[Stored items]

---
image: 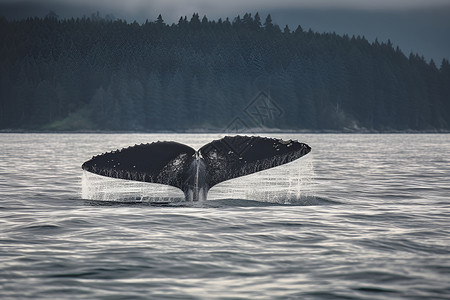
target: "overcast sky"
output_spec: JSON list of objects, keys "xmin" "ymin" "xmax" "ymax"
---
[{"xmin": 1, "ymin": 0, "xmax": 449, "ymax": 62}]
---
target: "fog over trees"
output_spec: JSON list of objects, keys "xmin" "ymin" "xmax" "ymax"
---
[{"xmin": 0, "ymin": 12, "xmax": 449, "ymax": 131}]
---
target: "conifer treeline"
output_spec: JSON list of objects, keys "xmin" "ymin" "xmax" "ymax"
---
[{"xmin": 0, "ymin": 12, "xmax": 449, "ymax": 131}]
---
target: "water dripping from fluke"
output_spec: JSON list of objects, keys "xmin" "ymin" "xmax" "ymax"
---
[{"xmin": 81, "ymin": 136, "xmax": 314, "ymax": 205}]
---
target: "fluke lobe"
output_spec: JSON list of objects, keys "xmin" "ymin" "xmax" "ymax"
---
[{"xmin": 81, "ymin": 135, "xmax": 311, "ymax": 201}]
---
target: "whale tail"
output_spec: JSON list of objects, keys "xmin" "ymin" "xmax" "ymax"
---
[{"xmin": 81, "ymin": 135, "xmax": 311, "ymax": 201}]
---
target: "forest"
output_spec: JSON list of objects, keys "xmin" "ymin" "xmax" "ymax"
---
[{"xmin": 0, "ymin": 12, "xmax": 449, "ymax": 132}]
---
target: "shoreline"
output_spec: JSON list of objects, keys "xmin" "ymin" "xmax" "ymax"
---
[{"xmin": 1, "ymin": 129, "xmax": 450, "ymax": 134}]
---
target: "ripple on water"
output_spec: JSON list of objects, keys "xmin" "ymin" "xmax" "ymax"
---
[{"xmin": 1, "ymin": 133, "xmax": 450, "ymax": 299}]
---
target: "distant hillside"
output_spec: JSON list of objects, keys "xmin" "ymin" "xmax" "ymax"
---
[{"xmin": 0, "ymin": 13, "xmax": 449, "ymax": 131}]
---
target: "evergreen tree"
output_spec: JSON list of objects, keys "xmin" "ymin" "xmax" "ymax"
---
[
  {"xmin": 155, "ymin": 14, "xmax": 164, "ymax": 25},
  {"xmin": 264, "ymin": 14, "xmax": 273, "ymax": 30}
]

■ **TO DO**: State the number of lines above that contain "fluke". Write nothing besides it.

■ **TASK ANSWER**: 2